* [PASSAGE FOR REVIEW]:
Start of Block

Free Will in the Age of AI

Crime and Punishment for Both Humans and AI

Oct 05, 2025

In 1848, there was a foreman for a railroad construction crew working in Vermont named Phineas Gage. He was described as well-balanced, responsible, and a smart businessman. One afternoon he suffered a horrific accident. An explosion sent a three-foot-long iron rod through his skull, destroying a large part of his brain’s frontal lobe. Miraculously, Gage survived, but the man everyone knew seemed to be gone. He could no longer control his actions and was often regarded as rude. This situation raises interesting philosophical questions about free will and identity.

This line of inquiry is especially relevant today when thinking about how we might handle AI in the future, given the ambiguity of where responsibility lies when a “black box” AI makes a poor choice. Doing so gives us tools to explore when we might punish machines themselves for their actions, rather than their creators. Instead of starting with the difficult free will questions it’s important to first explore whether it makes sense to punish a person or machine for their actions regardless of what we think of free will.

Justifications for Punishment

The important distinction to make is between punishing holding someone legally responsible and holding someone morally responsible. Instead of focusing on Gage, let’s use a thought experiment to make the point more potent.

Imagine a person who has never wronged anyone and believes in the utmost ethical good. One day, this person is struck in the head. The injury damages the part of their brain that is responsible for impulse control. Later, this once-kind person gets angry while driving and runs someone off the road, killing them. You might say that what happened isn’t their fault and they should not be held existentially responsible; however, it still makes sense to put them in prison.

Exploring this more closely involves looking at the different ways the legal system justifies punishment. One way is to claim a person is morally responsible for what they did and that punishment itself is justice; this is retribution. This is not the only reason to punish someone, as there are at least three others:

Deterrence: Making an act illegal deters people from committing the crime.
Public Safety: The idea that imprisoning someone prevents them from endangering the public.
Rehabilitation: The idea that forced punishment can be part of the path toward making a person no longer want to commit crimes.

Using these three justifications, we can shelve the idea of free will and moral responsibility and still find logical reasons for punishment regardless of free will.

AI, Punishment, and Free Will

We can imagine a future where these three ideas are applied to machines in the same way they are to humans. This concept is already implemented in subtle ways in the development of AI. You can essentially punish an AI already, and we constantly do so by altering the optimization function. An LLM could be thought of as getting “punished” when it produces a wrong output or hallucinates something nonsensical. This is because the company building the AI has incentives to prevent that from happening, so in the next training, the AI will not be rewarded for responses like that.

End of Block

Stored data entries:

Start of Block

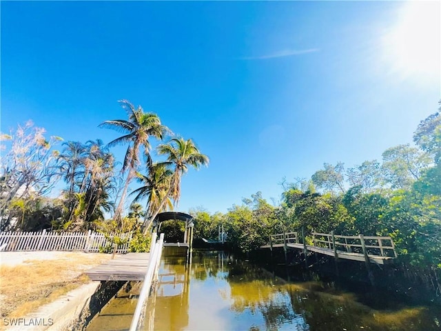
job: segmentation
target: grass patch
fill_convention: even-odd
[[[24,317],[89,283],[90,280],[83,272],[110,257],[109,254],[65,253],[57,259],[30,260],[18,265],[1,265],[1,317]]]

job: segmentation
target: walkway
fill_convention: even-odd
[[[143,281],[150,253],[128,253],[85,272],[92,281]]]
[[[260,248],[297,248],[314,252],[336,259],[388,264],[397,257],[395,245],[390,237],[340,236],[334,233],[313,232],[312,245],[302,243],[297,232],[271,234],[269,243]]]

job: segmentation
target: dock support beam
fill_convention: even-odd
[[[305,240],[305,225],[302,225],[302,242],[303,243],[303,255],[305,257],[305,265],[307,268],[308,268],[308,250],[306,248],[306,241]]]
[[[369,279],[371,285],[372,285],[372,286],[375,286],[375,279],[373,278],[372,270],[371,270],[369,257],[367,254],[366,243],[365,243],[365,237],[362,234],[360,234],[360,241],[361,241],[361,248],[363,250],[363,254],[365,254],[365,264],[366,265],[366,270],[367,270],[367,277]]]

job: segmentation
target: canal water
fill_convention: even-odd
[[[439,306],[396,302],[384,293],[370,305],[366,293],[320,280],[287,281],[225,252],[196,250],[187,261],[170,250],[163,256],[143,330],[441,330]],[[127,330],[139,288],[120,291],[88,330]]]

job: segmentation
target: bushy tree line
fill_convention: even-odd
[[[223,224],[228,240],[250,251],[283,230],[391,236],[399,259],[418,268],[441,269],[441,115],[422,121],[415,147],[387,149],[381,162],[345,169],[325,163],[309,180],[283,180],[282,203],[274,206],[260,192],[225,214],[195,215],[195,235],[216,238]]]
[[[121,104],[127,119],[99,125],[123,134],[106,145],[99,139],[47,138],[31,121],[1,134],[0,230],[136,230],[143,245],[142,234],[155,216],[178,203],[181,177],[209,159],[192,139],[175,137],[156,114],[127,100]],[[153,159],[152,139],[163,159]],[[110,148],[119,144],[127,148],[117,162]],[[129,194],[135,181],[139,185]],[[57,186],[64,188],[49,197]],[[132,201],[128,213],[127,201]],[[112,219],[105,220],[106,214]]]

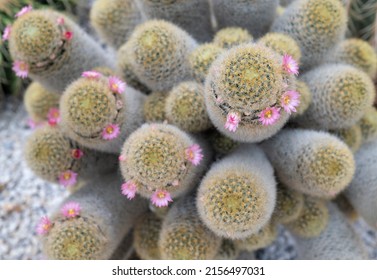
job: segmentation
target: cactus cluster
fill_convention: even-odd
[[[377,57],[344,39],[345,1],[278,2],[97,0],[105,47],[21,10],[25,158],[72,187],[38,224],[47,258],[253,259],[279,227],[302,258],[363,258],[329,200],[376,226]]]

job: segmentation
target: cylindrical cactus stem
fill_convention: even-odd
[[[37,82],[30,84],[24,95],[26,112],[36,123],[47,121],[49,111],[59,108],[59,100],[59,94],[45,89]]]
[[[326,132],[286,129],[262,147],[279,181],[311,196],[334,198],[355,172],[352,151]]]
[[[39,177],[65,187],[77,179],[116,170],[117,157],[83,148],[67,138],[58,127],[37,129],[27,140],[25,159]]]
[[[188,57],[192,77],[198,83],[204,83],[212,62],[223,52],[223,48],[213,43],[207,43],[197,47]]]
[[[44,234],[43,252],[49,259],[108,259],[136,220],[147,210],[143,199],[124,200],[116,174],[95,178],[70,195]]]
[[[158,206],[196,186],[211,161],[211,150],[175,126],[144,124],[123,145],[120,168],[125,183],[122,193],[136,193]]]
[[[134,248],[142,260],[159,260],[158,240],[162,228],[162,220],[154,213],[148,212],[135,224],[133,232]]]
[[[240,254],[240,250],[231,239],[223,239],[215,260],[235,260]]]
[[[174,24],[147,21],[136,27],[127,45],[132,70],[152,91],[170,90],[190,78],[187,59],[197,44]]]
[[[139,0],[137,0],[139,1]],[[145,19],[135,0],[98,0],[90,10],[90,22],[110,46],[118,49]]]
[[[143,116],[146,122],[164,122],[166,120],[165,104],[167,92],[155,91],[145,98]]]
[[[148,94],[150,89],[139,80],[132,68],[128,54],[129,46],[130,44],[127,41],[117,52],[117,71],[129,86]]]
[[[330,130],[330,133],[339,137],[344,143],[348,145],[352,152],[356,152],[363,141],[360,125],[355,124],[349,128]]]
[[[374,107],[368,108],[364,116],[358,122],[361,129],[362,142],[369,143],[377,140],[377,110]]]
[[[252,43],[253,36],[241,27],[227,27],[220,29],[213,38],[213,44],[223,49],[230,49],[235,46]]]
[[[289,54],[300,64],[301,50],[297,42],[291,36],[283,33],[270,32],[260,38],[258,43],[265,45],[281,56]]]
[[[275,19],[279,0],[212,0],[219,28],[239,26],[253,36],[266,33]]]
[[[52,10],[30,11],[14,22],[9,50],[18,76],[61,94],[87,69],[114,67],[101,46],[76,23]]]
[[[312,238],[319,236],[329,221],[326,201],[305,196],[304,205],[296,220],[286,224],[295,236]]]
[[[377,228],[377,141],[363,145],[355,154],[355,176],[345,195],[357,213]]]
[[[216,235],[240,239],[268,223],[275,201],[272,166],[260,148],[247,146],[212,165],[199,186],[197,208]]]
[[[212,260],[221,241],[199,219],[195,197],[189,195],[174,204],[164,219],[159,248],[165,260]]]
[[[237,248],[241,251],[256,251],[272,244],[278,235],[277,225],[268,223],[257,233],[246,238],[235,240]]]
[[[288,6],[271,30],[291,36],[302,51],[302,67],[320,64],[346,32],[347,15],[339,1],[300,0]]]
[[[141,0],[148,18],[170,21],[199,42],[213,36],[210,6],[203,0]]]
[[[348,128],[356,124],[373,104],[375,88],[372,80],[352,66],[323,65],[301,78],[312,93],[309,108],[295,119],[302,127]]]
[[[206,79],[209,117],[236,141],[259,142],[277,133],[296,111],[297,63],[260,44],[234,47],[212,64]]]
[[[296,238],[298,259],[304,260],[362,260],[367,251],[346,217],[330,204],[329,221],[319,236]]]
[[[286,224],[296,220],[304,207],[304,195],[278,184],[276,206],[271,217],[275,224]]]
[[[144,95],[115,76],[83,73],[60,100],[63,131],[82,146],[119,153],[142,122]]]
[[[186,132],[202,132],[212,127],[204,99],[204,86],[182,82],[166,98],[166,119]]]
[[[352,38],[340,42],[328,55],[327,62],[352,65],[372,79],[377,73],[377,54],[366,41]]]

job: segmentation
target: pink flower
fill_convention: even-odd
[[[12,30],[12,27],[10,25],[5,27],[4,33],[3,33],[3,36],[2,36],[3,41],[6,41],[6,40],[9,39],[11,30]]]
[[[50,219],[47,216],[43,216],[37,225],[37,233],[39,235],[45,235],[47,234],[52,227],[52,223]]]
[[[231,132],[235,132],[237,130],[238,124],[241,121],[241,116],[237,112],[229,112],[226,116],[226,123],[225,128]]]
[[[296,107],[300,104],[300,94],[297,91],[289,90],[281,97],[281,106],[288,114],[296,112]]]
[[[16,76],[20,78],[27,78],[29,75],[29,65],[20,60],[13,62],[12,70],[16,73]]]
[[[101,77],[102,74],[98,73],[97,71],[85,71],[82,72],[81,77],[88,78],[88,79],[98,79]]]
[[[118,137],[120,133],[119,125],[109,124],[102,130],[102,138],[105,140],[112,140]]]
[[[289,74],[298,75],[298,64],[296,60],[288,54],[283,56],[283,69]]]
[[[259,113],[259,121],[263,125],[273,125],[280,118],[280,108],[268,107]]]
[[[60,212],[66,218],[74,218],[80,215],[81,207],[80,204],[77,202],[67,202],[63,205],[60,209]]]
[[[59,25],[63,25],[65,23],[65,20],[63,17],[59,17],[56,22],[59,24]]]
[[[191,145],[185,150],[186,159],[193,165],[199,165],[203,159],[202,148],[198,144]]]
[[[164,190],[157,190],[152,194],[151,202],[157,207],[168,206],[169,202],[172,202],[170,193]]]
[[[72,37],[73,37],[73,32],[71,32],[71,31],[66,31],[66,32],[64,32],[64,38],[65,38],[67,41],[71,40]]]
[[[133,199],[136,195],[136,184],[131,180],[127,181],[126,183],[122,184],[121,190],[122,194],[127,196],[129,200]]]
[[[81,151],[80,149],[73,149],[71,151],[71,156],[74,158],[74,159],[80,159],[84,156],[84,152]]]
[[[24,14],[27,14],[33,9],[31,5],[23,7],[16,15],[15,17],[18,18],[20,16],[23,16]]]
[[[115,76],[109,77],[109,87],[114,93],[122,94],[126,89],[126,83]]]
[[[62,172],[59,176],[59,184],[63,185],[64,187],[70,187],[76,184],[77,181],[77,173],[66,170]]]
[[[54,126],[60,122],[60,111],[58,108],[51,108],[47,114],[48,124]]]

End of Block

* [WORK REQUEST]: Extend the essay on free will and punishing AI, starting right after its final sentence.

* [ANSWER]:
This acts as deterrence because fewer people will use an LLM that is frequently wrong. It serves public safety by preventing flawed AI from being widely released. And it is a form of rehabilitation because the data is used to build better AI in the future.

This could be developed further and formalized within our existing legal system. The common factor between these three reasons for punishment is that the goal is to change the outcome not punishment for the sake of it. This also helps answer our question about when to punish the creator or the machine. It all depends on which would be most effective at serving the goals of Deterrence and Public safety as well as who needs to be rehabilitated.

Now we need to talk about punishment as retribution. For retribution to be possible, it seems we must be dealing with a conscious being. First, if it is not conscious, how could it be “punished,” which inherently involves a kind of negative experience? So before ever thinking of retribution for AI we would need to be convinced its conscious. Secondly, when we punish someone for retribution, we are claiming they have moral responsibility for their actions, which implies they have free will, and free will is typically thought of as a conscious choice. To explore this further requires an understanding of free will, for which there are typically three main interpretations.

Hard Determinism: Free will does not exist because all of your actions are determined by prior events. There is no room outside the laws of physics to insert a kind of free will that would allow you to have done something else.
Libertarianism: You do have free will; therefore, you have the ability to decide your actions, and they are not entirely determined by previous events. Compatibilism: This view changes what we mean by “free will.” Instead of asking if our actions were determined by previous events, it posits that all that matters is that you are doing what you want and not being coerced by an external force. This seems to be closer to the legal idea of a “sound mind.”

When we say someone is morally responsible, we mean that their conscious experience somehow caused their actions; thus, it is reasonable to punish that conscious experience. This seems to require a belief in libertarian free will to justify retribution. Punishment for the other three reasons (deterrence, public safety, and rehabilitation), however, only requires a compatibilist view of free will.

The difficulty with Libertarianism is explaining how this works within the laws of physics. In some sense, it requires claiming the known laws of physics are incomplete. This difficulty makes it, in my opinion, the hardest of the three views to justify. There are also clear signs in biology that the structure of your brain is entirely determined by your genetics and environment, which are outside of your control.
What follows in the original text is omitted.